§ **Instrucciones**:
1 – Responde estas preguntas sobre el texto acerca de la lectura:
(a) ¿Con qué nombre rebautizó a Jorge Luis Borges el autor de "El nombre de la rosa"?
(b) ¿Qué obra del argentino se menciona como fuente de eternidades y códigos ocultos?
(c) Según el último párrafo, ¿cuál es la insuperable receta que abre las puertas del "Aleph"?
2 – Prosigue el texto sobre la lectura a partir de su último párrafo.

Exaltaciones, apegos y lecturas
"De esa naturaleza toma el hilo los libros leídos. Ellos describen el compendio de las circunstancias con sus aprensiones, ahíncos, exaltaciones, empeños alcanzados o quizás, tal vez menos de lo premeditado..."
Recientemente en estas páginas del diario, usurpando a la memoria el traslado del cuerpo de Umberto Eco a los aposentos de Orión, en compañía del dramaturgo Marlowe, y arropado por Descartes, Pascal y el humanista Montaigne, Jorge Luis Borges, al que el autor de “El nombre de la rosa” rebautizó en “Jorge de Burgos”, el cenobita ciego en la detectivesca obra medieval colmada de códices, estaba ansioso por hablar con el argentino de eternidades y códigos ocultos en las páginas de su “Funes el memorioso”.
Cierto es que no poseo la veracidad de ese encuentro, no obstante, creo asumir una conclusión perceptible y válida: leer libros, todos los que se pueda a lo largo de la existencia humana, es la insuperable receta que nos abre las puertas del inconmensurable “Aleph”, lugar en que la existencia soñada y nunca comprendida se expande hasta llegar a ese punto en que converge la esencia primogénita de la inmortalidad siempre tan anhelada hasta por los antiguos dioses helénicos.

§ **Contenido de datos**:
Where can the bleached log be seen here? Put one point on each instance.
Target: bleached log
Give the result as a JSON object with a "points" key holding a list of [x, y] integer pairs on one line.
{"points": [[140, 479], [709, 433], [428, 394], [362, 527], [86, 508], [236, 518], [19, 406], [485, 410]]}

§ **Respuestas**:
1 –
(a) "Jorge de Burgos", el cenobita ciego de la obra medieval.
(b) "Funes el memorioso".
(c) Leer libros, todos los que se pueda a lo largo de la existencia humana.

2 –
Si bien no recordamos haber dejado de avizorar un texto, es ahora, con un puñado de otoños encima, cuando nos damos cuenta de lo poco que hemos trillado. La frase de Sócrates: “Solo sé que no sé nada”, posee una certera exactitud en nosotros.
En la orilla del Mediterráneo, entre arrozales, aceitunas, marjales, campos de naranjas, cidras y flor del limonero, volvimos – noche tras noche, durante semanas – a las páginas siempre pendientes y que nos inspiran, de Stefan Zweig (“El mundo de ayer”), los poemas de Leopardi, los Diarios del valenciano Rafael Chirbes, la poesía y prosa del maestro Rafael Cadenas, con una introducción de Darío Jaramillo Agudelo, y “El infinito viajar” de Claudio Magris, para que nos ayuden a comprender la España en la que transitamos más que vivimos.
Boot de Condillac, filósofo francés creador de la escuela sensualista, decía que “el secreto del escritor está en saber comprender la armonía”, y eso suele tener presencia vivencial al momento de leer.
El ruso Tchinguiz Aitmatov lo expuso sin dobleces. Cuando el invierno era inclemente en las heladas tierras de los kirguises - el grupo de los turcos-mongoles dedicados a la vida pastoril en la Kirguizia – Aitmatov escribió un texto corto llamado “Yamila” de una sencillez asombrosa por su simplicidad.
La obra es una supervivencia centrada en un amor, una familia y una tierra. También un poco de ganado y unas duras tareas agrícolas.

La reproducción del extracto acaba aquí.